Edit the lines below so that each "pinning" becomes "marking" and nothing else changes. Leave the pictures out of your answer.
-- Begin --
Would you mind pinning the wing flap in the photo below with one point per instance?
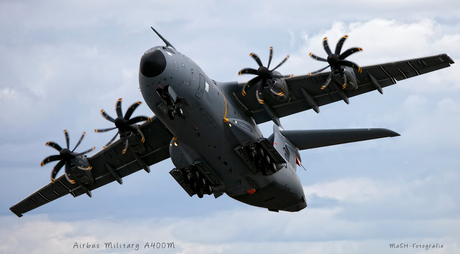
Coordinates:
(308, 139)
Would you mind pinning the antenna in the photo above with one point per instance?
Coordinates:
(162, 38)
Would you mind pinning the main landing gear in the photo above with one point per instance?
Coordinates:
(197, 179)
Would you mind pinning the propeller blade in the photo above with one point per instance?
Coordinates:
(270, 57)
(50, 159)
(349, 52)
(54, 145)
(131, 109)
(68, 173)
(318, 71)
(106, 116)
(104, 130)
(317, 58)
(282, 62)
(56, 170)
(110, 142)
(326, 46)
(328, 80)
(257, 59)
(118, 108)
(344, 79)
(79, 141)
(350, 64)
(85, 152)
(67, 139)
(259, 93)
(248, 71)
(338, 48)
(125, 139)
(137, 119)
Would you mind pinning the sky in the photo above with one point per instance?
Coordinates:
(64, 61)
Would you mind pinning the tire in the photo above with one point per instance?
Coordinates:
(171, 114)
(199, 193)
(179, 112)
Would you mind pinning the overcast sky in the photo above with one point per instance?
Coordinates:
(64, 61)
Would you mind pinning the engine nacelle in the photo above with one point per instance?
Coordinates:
(279, 90)
(351, 82)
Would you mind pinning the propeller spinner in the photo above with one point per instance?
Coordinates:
-- End --
Exercise output:
Would you mind marking the wing flap in the photo below with one point per instance?
Coordinates:
(308, 139)
Would you mind marking the antenna in the photo above with one point per instance?
Coordinates:
(162, 38)
Would you mind marking the main landing gear in the photo above with one point per instance?
Coordinates:
(197, 179)
Would you mind marking the propeller blade in the photo above with one point per instance?
Coordinates:
(270, 57)
(50, 159)
(349, 52)
(54, 145)
(131, 109)
(68, 173)
(318, 71)
(106, 116)
(104, 130)
(317, 58)
(282, 62)
(56, 170)
(110, 142)
(326, 46)
(328, 80)
(257, 59)
(118, 108)
(344, 79)
(79, 141)
(350, 64)
(85, 152)
(67, 139)
(259, 93)
(248, 71)
(338, 48)
(125, 139)
(137, 119)
Would you mind marking the sky in the photo above with one point per instance?
Coordinates:
(64, 61)
Would you mind marking the tire in the photo above with one point per instance?
Coordinates:
(171, 114)
(199, 193)
(179, 112)
Would you mind marking the overcast sky in the photo above with one point per instance?
Coordinates:
(64, 61)
Would you mind marking the engine nacelle in the photo above with one point per instance?
Coordinates:
(279, 90)
(351, 82)
Would you mind marking the propeller spinner in the photo above with one point per instance?
Coordinates:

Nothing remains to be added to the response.